** Data excerpts follows **

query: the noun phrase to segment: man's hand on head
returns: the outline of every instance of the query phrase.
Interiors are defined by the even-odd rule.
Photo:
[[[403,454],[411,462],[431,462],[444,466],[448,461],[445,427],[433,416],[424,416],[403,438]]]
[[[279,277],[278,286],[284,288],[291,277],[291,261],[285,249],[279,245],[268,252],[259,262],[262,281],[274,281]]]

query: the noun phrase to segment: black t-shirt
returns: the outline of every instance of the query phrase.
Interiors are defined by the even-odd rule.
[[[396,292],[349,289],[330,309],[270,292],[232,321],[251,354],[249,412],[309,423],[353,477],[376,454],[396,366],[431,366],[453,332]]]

** End of Data excerpts **

◆ Description of the task ◆
Some lines above hold the word "noun". Copy all of them.

◆ Solution for this problem ◆
query: the noun phrase to segment: man's hand on head
query: the noun phrase to segment: black t-shirt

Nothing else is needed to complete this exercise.